_Sobre o exercício_
Reproduza o trecho do texto sobre a economia brasileira que começa nas palavras "São centenas de" e termina após "ações governamentais planejadas.", substituindo "famílias brasileiras" por "famílias do país".

_Texto de leitura_
* * * * * * *
São centenas de milhares de empresas e famílias brasileiras que estão, atualmente, no segundo ou no terceiro perfil financeiro. Estão, portanto, fragilizadas e vulneráveis para suportar os impactos socioeconômicos e financeiros de um novo mergulho recessivo da economia brasileira.

Será possível enfrentar e se contrapor a novas rodadas de empobrecimento das famílias brasileiras e de desestruturação financeira das nossas pequenas e médias empresas, que podem acabar tendo que encerrar as suas atividades? As experiências históricas mostram que sim, desde que haja consistência técnica e liderança política nas ações governamentais planejadas.

As economias capitalistas se caracterizam por serem economias de instabilidades recorrentes. Usualmente, a superação de crises nessas economias envolve decisões de políticas econômicas fora da curva das soluções ortodoxas ou convencionais, uma vez que as políticas econômicas devem ser concebidas e implementadas considerando as especificidades do contexto histórico e cultural de cada país. Esse contexto deve considerar as restrições macroeconômicas, a reação comportamental dos agentes econômicos, o nível da capacidade de implementação das ações programáticas de instituições públicas e privadas etc.
* * * * * * *
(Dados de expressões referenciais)
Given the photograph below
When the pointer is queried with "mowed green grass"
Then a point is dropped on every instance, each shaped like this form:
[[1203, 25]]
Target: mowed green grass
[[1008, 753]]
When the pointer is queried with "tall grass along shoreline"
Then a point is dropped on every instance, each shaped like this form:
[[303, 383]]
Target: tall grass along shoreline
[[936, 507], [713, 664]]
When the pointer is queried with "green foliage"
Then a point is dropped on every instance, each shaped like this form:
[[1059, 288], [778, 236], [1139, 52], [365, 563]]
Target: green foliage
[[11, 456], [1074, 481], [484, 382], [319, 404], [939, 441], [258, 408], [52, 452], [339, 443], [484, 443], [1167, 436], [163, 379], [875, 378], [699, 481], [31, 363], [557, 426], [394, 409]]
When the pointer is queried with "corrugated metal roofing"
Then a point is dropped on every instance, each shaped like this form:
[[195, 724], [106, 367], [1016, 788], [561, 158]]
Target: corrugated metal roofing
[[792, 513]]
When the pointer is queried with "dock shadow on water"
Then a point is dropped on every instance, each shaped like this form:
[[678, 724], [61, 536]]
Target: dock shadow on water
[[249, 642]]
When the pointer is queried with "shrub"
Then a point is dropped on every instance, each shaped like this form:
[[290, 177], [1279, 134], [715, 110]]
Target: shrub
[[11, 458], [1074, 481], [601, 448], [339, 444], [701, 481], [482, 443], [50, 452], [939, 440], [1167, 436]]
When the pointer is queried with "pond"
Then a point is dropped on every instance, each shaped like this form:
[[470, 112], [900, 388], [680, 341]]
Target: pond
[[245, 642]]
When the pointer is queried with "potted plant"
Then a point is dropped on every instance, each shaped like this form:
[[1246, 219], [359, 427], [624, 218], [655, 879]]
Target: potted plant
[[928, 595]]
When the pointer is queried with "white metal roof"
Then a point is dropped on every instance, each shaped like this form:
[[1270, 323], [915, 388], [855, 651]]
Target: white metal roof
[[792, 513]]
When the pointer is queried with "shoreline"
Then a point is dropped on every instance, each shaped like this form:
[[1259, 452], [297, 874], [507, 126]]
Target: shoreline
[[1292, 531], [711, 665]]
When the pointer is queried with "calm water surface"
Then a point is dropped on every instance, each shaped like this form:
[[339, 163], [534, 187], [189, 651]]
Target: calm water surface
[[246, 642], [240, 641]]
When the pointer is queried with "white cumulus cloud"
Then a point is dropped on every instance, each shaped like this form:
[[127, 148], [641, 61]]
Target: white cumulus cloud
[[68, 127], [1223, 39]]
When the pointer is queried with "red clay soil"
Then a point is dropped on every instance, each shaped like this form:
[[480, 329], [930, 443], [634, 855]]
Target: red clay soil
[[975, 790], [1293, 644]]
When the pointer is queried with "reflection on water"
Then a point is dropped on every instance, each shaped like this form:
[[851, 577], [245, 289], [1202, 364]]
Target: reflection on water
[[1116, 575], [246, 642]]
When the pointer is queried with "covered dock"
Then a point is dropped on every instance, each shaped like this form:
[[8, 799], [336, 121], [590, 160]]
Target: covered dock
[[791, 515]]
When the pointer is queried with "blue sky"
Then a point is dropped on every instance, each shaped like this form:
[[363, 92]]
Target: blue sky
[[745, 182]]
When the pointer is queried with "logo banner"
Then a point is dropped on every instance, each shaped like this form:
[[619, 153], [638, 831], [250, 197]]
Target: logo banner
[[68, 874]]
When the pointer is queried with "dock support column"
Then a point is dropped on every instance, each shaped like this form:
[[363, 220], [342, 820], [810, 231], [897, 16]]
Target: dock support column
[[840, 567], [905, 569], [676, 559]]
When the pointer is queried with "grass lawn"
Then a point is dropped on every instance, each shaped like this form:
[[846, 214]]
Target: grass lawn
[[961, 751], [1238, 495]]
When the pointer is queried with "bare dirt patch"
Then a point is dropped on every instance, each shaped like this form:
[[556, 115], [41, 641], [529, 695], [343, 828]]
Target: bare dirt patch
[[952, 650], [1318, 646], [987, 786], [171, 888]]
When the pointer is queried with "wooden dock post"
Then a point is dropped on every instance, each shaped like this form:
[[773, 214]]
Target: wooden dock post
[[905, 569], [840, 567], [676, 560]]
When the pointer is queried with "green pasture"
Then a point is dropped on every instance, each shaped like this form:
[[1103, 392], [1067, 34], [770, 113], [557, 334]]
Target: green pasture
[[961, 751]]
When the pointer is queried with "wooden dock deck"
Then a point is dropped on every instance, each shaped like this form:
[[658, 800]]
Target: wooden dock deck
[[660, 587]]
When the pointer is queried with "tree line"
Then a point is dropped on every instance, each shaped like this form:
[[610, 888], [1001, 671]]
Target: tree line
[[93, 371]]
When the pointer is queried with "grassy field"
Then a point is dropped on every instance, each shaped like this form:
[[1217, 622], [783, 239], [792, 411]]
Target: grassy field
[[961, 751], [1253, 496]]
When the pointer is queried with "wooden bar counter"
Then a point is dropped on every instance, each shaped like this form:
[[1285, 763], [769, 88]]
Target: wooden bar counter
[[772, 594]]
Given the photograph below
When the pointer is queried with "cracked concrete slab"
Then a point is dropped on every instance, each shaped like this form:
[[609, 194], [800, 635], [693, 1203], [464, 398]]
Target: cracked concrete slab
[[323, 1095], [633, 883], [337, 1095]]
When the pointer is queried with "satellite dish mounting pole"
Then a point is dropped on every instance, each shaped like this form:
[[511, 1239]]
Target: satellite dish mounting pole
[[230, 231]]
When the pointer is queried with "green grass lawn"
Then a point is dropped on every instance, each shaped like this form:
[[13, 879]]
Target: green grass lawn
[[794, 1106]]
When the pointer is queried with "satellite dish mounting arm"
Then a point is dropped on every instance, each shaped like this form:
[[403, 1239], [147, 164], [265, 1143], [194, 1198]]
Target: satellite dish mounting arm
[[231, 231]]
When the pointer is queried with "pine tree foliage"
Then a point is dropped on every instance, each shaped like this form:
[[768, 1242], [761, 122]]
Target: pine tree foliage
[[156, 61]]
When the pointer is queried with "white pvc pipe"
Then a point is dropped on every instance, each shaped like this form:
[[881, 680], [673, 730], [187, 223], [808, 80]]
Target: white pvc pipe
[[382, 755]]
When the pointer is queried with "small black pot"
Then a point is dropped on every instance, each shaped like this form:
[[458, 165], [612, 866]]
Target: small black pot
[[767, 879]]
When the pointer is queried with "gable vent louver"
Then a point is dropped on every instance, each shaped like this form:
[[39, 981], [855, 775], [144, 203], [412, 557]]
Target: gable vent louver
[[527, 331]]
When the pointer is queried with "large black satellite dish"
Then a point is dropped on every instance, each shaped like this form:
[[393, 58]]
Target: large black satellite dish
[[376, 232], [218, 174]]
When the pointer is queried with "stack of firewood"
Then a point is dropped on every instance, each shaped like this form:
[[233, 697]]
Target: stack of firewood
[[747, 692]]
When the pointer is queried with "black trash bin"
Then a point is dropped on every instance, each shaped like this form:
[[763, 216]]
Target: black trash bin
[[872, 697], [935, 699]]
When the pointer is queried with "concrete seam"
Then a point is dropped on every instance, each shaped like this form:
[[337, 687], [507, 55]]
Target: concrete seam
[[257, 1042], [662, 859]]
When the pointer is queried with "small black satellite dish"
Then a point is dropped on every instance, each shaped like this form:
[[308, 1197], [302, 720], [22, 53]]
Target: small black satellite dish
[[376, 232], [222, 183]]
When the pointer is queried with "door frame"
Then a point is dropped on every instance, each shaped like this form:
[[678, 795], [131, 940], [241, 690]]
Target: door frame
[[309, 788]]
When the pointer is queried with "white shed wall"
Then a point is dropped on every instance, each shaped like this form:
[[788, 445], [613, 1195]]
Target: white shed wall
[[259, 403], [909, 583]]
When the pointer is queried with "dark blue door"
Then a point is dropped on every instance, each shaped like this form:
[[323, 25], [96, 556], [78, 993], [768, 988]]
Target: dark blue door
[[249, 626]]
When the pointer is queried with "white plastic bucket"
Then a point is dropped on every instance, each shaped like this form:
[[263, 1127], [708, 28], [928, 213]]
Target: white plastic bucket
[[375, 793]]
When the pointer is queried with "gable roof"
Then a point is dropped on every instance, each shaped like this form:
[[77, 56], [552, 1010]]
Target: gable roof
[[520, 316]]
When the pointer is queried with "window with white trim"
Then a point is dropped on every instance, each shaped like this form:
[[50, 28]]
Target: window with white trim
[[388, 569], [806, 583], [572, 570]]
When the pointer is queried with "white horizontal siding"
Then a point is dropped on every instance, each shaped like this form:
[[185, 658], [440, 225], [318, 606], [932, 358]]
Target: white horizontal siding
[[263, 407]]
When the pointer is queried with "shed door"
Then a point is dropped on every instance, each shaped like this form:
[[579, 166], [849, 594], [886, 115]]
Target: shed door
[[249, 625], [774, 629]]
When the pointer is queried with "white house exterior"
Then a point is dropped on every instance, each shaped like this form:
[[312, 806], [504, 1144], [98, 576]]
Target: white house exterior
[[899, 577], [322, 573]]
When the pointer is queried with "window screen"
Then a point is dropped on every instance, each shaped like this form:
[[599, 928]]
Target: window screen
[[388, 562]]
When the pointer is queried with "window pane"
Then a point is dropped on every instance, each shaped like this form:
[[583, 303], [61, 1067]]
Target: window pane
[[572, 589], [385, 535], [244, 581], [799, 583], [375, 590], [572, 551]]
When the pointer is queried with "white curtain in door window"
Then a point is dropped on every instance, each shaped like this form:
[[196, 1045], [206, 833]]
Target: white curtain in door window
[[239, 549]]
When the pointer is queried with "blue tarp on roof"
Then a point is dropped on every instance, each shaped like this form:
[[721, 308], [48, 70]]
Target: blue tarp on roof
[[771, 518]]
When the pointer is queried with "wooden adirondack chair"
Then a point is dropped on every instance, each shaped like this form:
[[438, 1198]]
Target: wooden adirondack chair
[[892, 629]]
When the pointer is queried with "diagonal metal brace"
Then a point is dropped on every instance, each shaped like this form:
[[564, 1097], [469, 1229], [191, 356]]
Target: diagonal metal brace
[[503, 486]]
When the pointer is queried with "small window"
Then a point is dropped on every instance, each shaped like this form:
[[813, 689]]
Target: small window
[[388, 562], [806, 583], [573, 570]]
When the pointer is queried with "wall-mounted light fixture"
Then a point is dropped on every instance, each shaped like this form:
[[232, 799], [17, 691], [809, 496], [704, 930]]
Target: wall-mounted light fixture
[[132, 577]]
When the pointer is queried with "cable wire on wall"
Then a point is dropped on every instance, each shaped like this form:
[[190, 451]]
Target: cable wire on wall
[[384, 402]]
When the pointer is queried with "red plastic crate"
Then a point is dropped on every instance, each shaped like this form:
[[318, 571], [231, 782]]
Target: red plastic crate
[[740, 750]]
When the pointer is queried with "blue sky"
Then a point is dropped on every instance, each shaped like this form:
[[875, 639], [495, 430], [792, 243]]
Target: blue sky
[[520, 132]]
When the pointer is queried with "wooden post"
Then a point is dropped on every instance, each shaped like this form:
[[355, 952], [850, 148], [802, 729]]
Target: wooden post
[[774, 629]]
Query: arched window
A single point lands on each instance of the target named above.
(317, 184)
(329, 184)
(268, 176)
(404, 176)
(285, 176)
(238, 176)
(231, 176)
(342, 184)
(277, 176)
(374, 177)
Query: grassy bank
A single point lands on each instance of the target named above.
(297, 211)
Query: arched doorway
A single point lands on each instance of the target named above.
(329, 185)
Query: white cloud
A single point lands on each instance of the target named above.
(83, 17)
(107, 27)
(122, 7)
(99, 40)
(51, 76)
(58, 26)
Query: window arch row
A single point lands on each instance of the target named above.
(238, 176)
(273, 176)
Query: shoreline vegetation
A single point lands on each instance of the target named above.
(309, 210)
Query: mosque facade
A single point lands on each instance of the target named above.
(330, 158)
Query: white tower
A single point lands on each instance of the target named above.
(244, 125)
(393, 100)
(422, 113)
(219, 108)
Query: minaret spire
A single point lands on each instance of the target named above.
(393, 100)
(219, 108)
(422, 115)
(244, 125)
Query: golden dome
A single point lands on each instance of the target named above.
* * * * * * *
_Resultado da tarefa_
São centenas de milhares de empresas e famílias do país que estão, atualmente, no segundo ou no terceiro perfil financeiro. Estão, portanto, fragilizadas e vulneráveis para suportar os impactos socioeconômicos e financeiros de um novo mergulho recessivo da economia brasileira.

Será possível enfrentar e se contrapor a novas rodadas de empobrecimento das famílias do país e de desestruturação financeira das nossas pequenas e médias empresas, que podem acabar tendo que encerrar as suas atividades? As experiências históricas mostram que sim, desde que haja consistência técnica e liderança política nas ações governamentais planejadas.